» YOUR GOAL: Copy the data below with "bollard" changed to "post" wherever it occurs, keeping everything else the same. Leave the pictures out of your answer.

» THE DATA:
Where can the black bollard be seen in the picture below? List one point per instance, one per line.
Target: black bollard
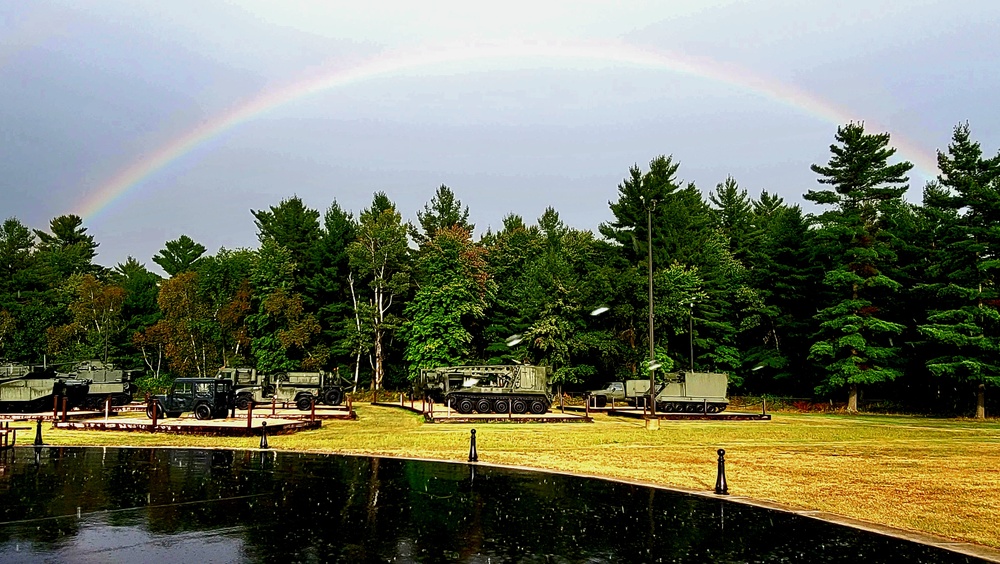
(721, 487)
(38, 433)
(473, 455)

» TASK OUTPUT:
Where can the black post be seen in the picture below? List one point per instance, one per line.
Target: black post
(721, 487)
(38, 433)
(473, 455)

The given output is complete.